-- begin PROVIDED DATA --
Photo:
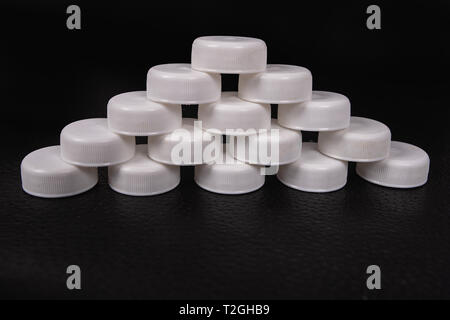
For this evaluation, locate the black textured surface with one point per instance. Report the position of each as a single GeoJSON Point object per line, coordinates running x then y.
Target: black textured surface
{"type": "Point", "coordinates": [190, 243]}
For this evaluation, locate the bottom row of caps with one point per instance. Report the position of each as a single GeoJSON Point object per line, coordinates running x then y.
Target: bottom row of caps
{"type": "Point", "coordinates": [45, 174]}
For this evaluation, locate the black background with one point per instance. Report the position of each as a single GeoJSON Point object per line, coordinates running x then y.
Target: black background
{"type": "Point", "coordinates": [275, 243]}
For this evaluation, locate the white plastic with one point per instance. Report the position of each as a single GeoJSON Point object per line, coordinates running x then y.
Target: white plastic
{"type": "Point", "coordinates": [278, 84]}
{"type": "Point", "coordinates": [45, 174]}
{"type": "Point", "coordinates": [132, 114]}
{"type": "Point", "coordinates": [229, 54]}
{"type": "Point", "coordinates": [406, 167]}
{"type": "Point", "coordinates": [365, 140]}
{"type": "Point", "coordinates": [177, 83]}
{"type": "Point", "coordinates": [326, 111]}
{"type": "Point", "coordinates": [314, 172]}
{"type": "Point", "coordinates": [141, 176]}
{"type": "Point", "coordinates": [229, 177]}
{"type": "Point", "coordinates": [90, 143]}
{"type": "Point", "coordinates": [170, 148]}
{"type": "Point", "coordinates": [233, 113]}
{"type": "Point", "coordinates": [277, 146]}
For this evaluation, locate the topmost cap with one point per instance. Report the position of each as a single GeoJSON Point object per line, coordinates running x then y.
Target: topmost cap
{"type": "Point", "coordinates": [229, 54]}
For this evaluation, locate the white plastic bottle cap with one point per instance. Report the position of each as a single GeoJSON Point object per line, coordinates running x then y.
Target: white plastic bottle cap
{"type": "Point", "coordinates": [326, 111]}
{"type": "Point", "coordinates": [234, 114]}
{"type": "Point", "coordinates": [141, 176]}
{"type": "Point", "coordinates": [277, 146]}
{"type": "Point", "coordinates": [314, 172]}
{"type": "Point", "coordinates": [46, 175]}
{"type": "Point", "coordinates": [229, 54]}
{"type": "Point", "coordinates": [229, 177]}
{"type": "Point", "coordinates": [406, 167]}
{"type": "Point", "coordinates": [177, 83]}
{"type": "Point", "coordinates": [364, 140]}
{"type": "Point", "coordinates": [182, 147]}
{"type": "Point", "coordinates": [90, 143]}
{"type": "Point", "coordinates": [279, 84]}
{"type": "Point", "coordinates": [133, 114]}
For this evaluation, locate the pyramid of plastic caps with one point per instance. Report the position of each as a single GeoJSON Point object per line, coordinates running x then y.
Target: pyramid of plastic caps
{"type": "Point", "coordinates": [254, 145]}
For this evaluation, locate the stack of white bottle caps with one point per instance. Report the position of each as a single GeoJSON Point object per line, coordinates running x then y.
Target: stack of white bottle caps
{"type": "Point", "coordinates": [254, 140]}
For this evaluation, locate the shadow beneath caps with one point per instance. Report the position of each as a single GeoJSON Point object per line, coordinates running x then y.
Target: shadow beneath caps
{"type": "Point", "coordinates": [388, 200]}
{"type": "Point", "coordinates": [286, 201]}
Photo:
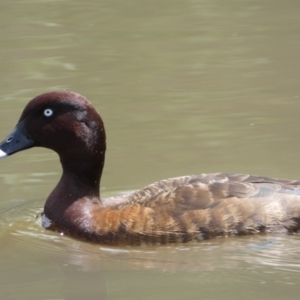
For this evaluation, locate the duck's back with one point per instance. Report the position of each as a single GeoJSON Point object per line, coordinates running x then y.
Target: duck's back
{"type": "Point", "coordinates": [207, 205]}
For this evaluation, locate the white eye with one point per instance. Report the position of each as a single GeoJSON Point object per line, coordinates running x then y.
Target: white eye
{"type": "Point", "coordinates": [48, 112]}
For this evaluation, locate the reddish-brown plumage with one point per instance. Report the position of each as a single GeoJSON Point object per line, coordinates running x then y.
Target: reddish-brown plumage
{"type": "Point", "coordinates": [173, 210]}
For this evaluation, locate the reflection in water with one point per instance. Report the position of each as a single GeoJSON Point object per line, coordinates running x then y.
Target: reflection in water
{"type": "Point", "coordinates": [177, 82]}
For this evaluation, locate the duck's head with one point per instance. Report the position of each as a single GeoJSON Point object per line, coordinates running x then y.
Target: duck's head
{"type": "Point", "coordinates": [64, 122]}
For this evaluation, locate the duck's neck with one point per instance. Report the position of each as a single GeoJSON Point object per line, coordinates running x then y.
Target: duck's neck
{"type": "Point", "coordinates": [80, 182]}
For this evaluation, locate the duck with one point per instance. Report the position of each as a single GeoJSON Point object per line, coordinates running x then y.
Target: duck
{"type": "Point", "coordinates": [173, 210]}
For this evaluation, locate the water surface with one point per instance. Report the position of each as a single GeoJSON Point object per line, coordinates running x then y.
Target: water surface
{"type": "Point", "coordinates": [184, 87]}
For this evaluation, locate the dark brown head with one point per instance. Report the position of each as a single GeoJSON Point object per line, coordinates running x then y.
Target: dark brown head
{"type": "Point", "coordinates": [66, 123]}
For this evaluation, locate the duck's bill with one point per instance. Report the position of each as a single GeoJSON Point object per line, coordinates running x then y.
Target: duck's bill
{"type": "Point", "coordinates": [16, 141]}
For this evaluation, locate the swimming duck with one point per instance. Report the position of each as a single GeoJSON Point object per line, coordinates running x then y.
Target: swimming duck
{"type": "Point", "coordinates": [178, 209]}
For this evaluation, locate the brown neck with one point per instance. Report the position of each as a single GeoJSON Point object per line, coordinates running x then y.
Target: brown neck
{"type": "Point", "coordinates": [80, 180]}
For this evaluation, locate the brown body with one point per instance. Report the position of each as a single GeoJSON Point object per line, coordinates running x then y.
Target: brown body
{"type": "Point", "coordinates": [187, 208]}
{"type": "Point", "coordinates": [173, 210]}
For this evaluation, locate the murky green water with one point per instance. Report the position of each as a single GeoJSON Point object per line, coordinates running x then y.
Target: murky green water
{"type": "Point", "coordinates": [183, 87]}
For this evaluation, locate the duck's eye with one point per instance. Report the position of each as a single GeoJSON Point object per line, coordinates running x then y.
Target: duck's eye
{"type": "Point", "coordinates": [48, 112]}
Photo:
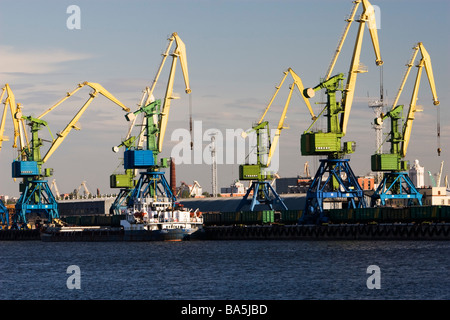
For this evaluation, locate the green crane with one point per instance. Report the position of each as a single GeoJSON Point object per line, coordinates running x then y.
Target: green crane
{"type": "Point", "coordinates": [334, 177]}
{"type": "Point", "coordinates": [263, 193]}
{"type": "Point", "coordinates": [396, 184]}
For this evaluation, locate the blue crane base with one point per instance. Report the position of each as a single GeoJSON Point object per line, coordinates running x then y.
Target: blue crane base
{"type": "Point", "coordinates": [334, 186]}
{"type": "Point", "coordinates": [36, 198]}
{"type": "Point", "coordinates": [4, 214]}
{"type": "Point", "coordinates": [151, 183]}
{"type": "Point", "coordinates": [396, 185]}
{"type": "Point", "coordinates": [264, 194]}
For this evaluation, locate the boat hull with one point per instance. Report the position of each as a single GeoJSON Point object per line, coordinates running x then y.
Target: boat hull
{"type": "Point", "coordinates": [162, 235]}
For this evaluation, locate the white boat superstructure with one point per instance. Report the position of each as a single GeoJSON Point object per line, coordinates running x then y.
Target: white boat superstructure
-- end PROVIDED DATA --
(WHAT IS EXPECTED): Give every line back word for word and leave the pictures out.

(TASK RESPONSE):
Photo:
For this evaluation, locate the black textured surface with one point per instance. Report the position of each as a single GeoJSON Point object per line, coordinates running x then y.
Target: black textured surface
{"type": "Point", "coordinates": [190, 243]}
For this evaluation, locate the bottom row of caps with one point per instance. Report the position of each as a single GeoJSON Point object per line, coordinates running x then y.
Target: bottom row of caps
{"type": "Point", "coordinates": [45, 174]}
For this evaluation, locate the black background with one point per instance. Report the position of each as a single GeoJSON Point object per line, coordinates running x then y.
Target: black background
{"type": "Point", "coordinates": [275, 243]}
For this evaluation, locate the white plastic with one point per instance. Report the position of each as a single GeoJSON Point object per line, coordinates running x then y.
Target: white plastic
{"type": "Point", "coordinates": [278, 84]}
{"type": "Point", "coordinates": [45, 174]}
{"type": "Point", "coordinates": [132, 114]}
{"type": "Point", "coordinates": [229, 54]}
{"type": "Point", "coordinates": [406, 167]}
{"type": "Point", "coordinates": [365, 140]}
{"type": "Point", "coordinates": [177, 83]}
{"type": "Point", "coordinates": [326, 111]}
{"type": "Point", "coordinates": [314, 172]}
{"type": "Point", "coordinates": [141, 176]}
{"type": "Point", "coordinates": [229, 177]}
{"type": "Point", "coordinates": [90, 143]}
{"type": "Point", "coordinates": [170, 148]}
{"type": "Point", "coordinates": [233, 113]}
{"type": "Point", "coordinates": [277, 146]}
For this evaluation, locate the topmost cap with one point per instance. Report the position of each as a single GeoJSON Point object per line, coordinates running x then y.
Target: topmost cap
{"type": "Point", "coordinates": [229, 54]}
For this evaluation, locate the white plastic bottle cap with one point per instance. Report the position of each as a single GeoJSON Point object per line, coordinates running x then y.
Target: white plastic bottle cap
{"type": "Point", "coordinates": [326, 111]}
{"type": "Point", "coordinates": [234, 114]}
{"type": "Point", "coordinates": [141, 176]}
{"type": "Point", "coordinates": [277, 146]}
{"type": "Point", "coordinates": [314, 172]}
{"type": "Point", "coordinates": [46, 175]}
{"type": "Point", "coordinates": [229, 54]}
{"type": "Point", "coordinates": [229, 177]}
{"type": "Point", "coordinates": [406, 167]}
{"type": "Point", "coordinates": [177, 83]}
{"type": "Point", "coordinates": [364, 140]}
{"type": "Point", "coordinates": [182, 147]}
{"type": "Point", "coordinates": [90, 143]}
{"type": "Point", "coordinates": [279, 84]}
{"type": "Point", "coordinates": [133, 114]}
For this evaluation, locate the pyramid of plastic caps with one point per instance. Report the position of each as a single GeoJSON Point object per line, coordinates running x then y.
Target: pyramid of plastic caps
{"type": "Point", "coordinates": [254, 145]}
For this evaluation, locate the stack of white bottle caps with one point per instance. Report the position of each as a single GeoJSON Point object per line, coordinates running x then y.
Target: stack of white bottle caps
{"type": "Point", "coordinates": [254, 140]}
For this evaluation, locate the shadow beneath caps with one point per instance. Report the position of each as a single GeoJSON Point object per line, coordinates running x then y.
Target: shadow beneath caps
{"type": "Point", "coordinates": [388, 200]}
{"type": "Point", "coordinates": [286, 201]}
Photo:
For this evaluation, locate the duck's back with one point per instance. Report the position of each as a single GeoJSON Point object per line, coordinates running x then y.
Target: duck's back
{"type": "Point", "coordinates": [207, 205]}
For this evaluation, locate the white eye with one point per instance. Report the position of each as a single GeoJSON Point object per line, coordinates running x then y.
Target: white eye
{"type": "Point", "coordinates": [48, 112]}
For this evaluation, locate the reddish-brown plumage with one point per instance. Report the position of each as a single GeoJSON Point object per line, coordinates running x then y.
Target: reddish-brown plumage
{"type": "Point", "coordinates": [173, 210]}
For this evaluation, locate the reflection in water with one point per instance. Report the position of each as a single GeoJSON Point object per line, coordinates running x then y.
Target: reflection in water
{"type": "Point", "coordinates": [177, 82]}
For this evaluation, locate the duck's head with one point per instance. Report the position of each as a single GeoJSON Point object per line, coordinates running x then y.
Target: duck's head
{"type": "Point", "coordinates": [64, 122]}
For this evaluation, locate the duck's neck with one point per instance. Report the position of each as a single GeoJSON Point object per line, coordinates running x then y.
Target: duck's neck
{"type": "Point", "coordinates": [80, 182]}
For this evaluation, locate the duck with one point per instance. Report the position of each as a single GeoJSON Point object per line, coordinates running x then y.
Target: duck
{"type": "Point", "coordinates": [173, 210]}
For this evaluation, locate the water surface with one point per instance. Report the position of each as a single GeoJSON Point object per line, coordinates running x then y.
Target: water surface
{"type": "Point", "coordinates": [184, 87]}
For this evaluation, locate the dark brown head with one point per instance. Report the position of each as a single GeoJSON Point object per line, coordinates running x then y.
Target: dark brown head
{"type": "Point", "coordinates": [66, 123]}
For this evaluation, locate the duck's bill with one point per instance. Report the position of each as a single GeoJSON Point object per line, coordinates running x then y.
Target: duck's bill
{"type": "Point", "coordinates": [16, 141]}
For this evaluation, locate the swimming duck with one point per instance. Report the position of each as a single GeoJSON Point object per line, coordinates running x then y.
Target: swimming duck
{"type": "Point", "coordinates": [178, 209]}
For this evaluation, locate the brown neck with one point per instance. Report the position of each as a single GeoJSON Point object per line, coordinates running x then y.
Target: brown neck
{"type": "Point", "coordinates": [80, 180]}
For this evaluation, locate the brown body with one point per instance. Report the position of each as a single GeoJSON Point object per line, coordinates running x then y.
Target: brown body
{"type": "Point", "coordinates": [187, 208]}
{"type": "Point", "coordinates": [173, 210]}
For this evaluation, locate the murky green water with one point per instance. Report the position of each as a single GeoJSON Point object per line, coordinates running x then y.
Target: murky green water
{"type": "Point", "coordinates": [183, 87]}
For this evaluation, locate the duck's eye with one point per instance. Report the position of each as a single GeoJSON Point object per line, coordinates running x then y.
Target: duck's eye
{"type": "Point", "coordinates": [48, 112]}
Photo:
For this evaluation, locate the green crane with one point per instance. Report the position of each as a single GeoJSON Point object per line, coordinates running x then y.
Target: green crane
{"type": "Point", "coordinates": [334, 177]}
{"type": "Point", "coordinates": [263, 193]}
{"type": "Point", "coordinates": [396, 184]}
For this evaluation, locate the blue crane base with one point per instance. Report the position of each as a single GeoJSON Point object per line, coordinates running x then y.
Target: blue crane base
{"type": "Point", "coordinates": [334, 186]}
{"type": "Point", "coordinates": [36, 198]}
{"type": "Point", "coordinates": [4, 214]}
{"type": "Point", "coordinates": [151, 183]}
{"type": "Point", "coordinates": [396, 185]}
{"type": "Point", "coordinates": [264, 194]}
For this evaluation, locate the boat hull with one point per instance. Report the position of each as a single GeoJSON Point object per line, coordinates running x then y.
Target: boat hull
{"type": "Point", "coordinates": [162, 235]}
For this evaluation, locate the white boat superstructure with one point per instance. Report the position of each as a single GeoJSON Point object per line, coordinates running x then y.
Target: white boat superstructure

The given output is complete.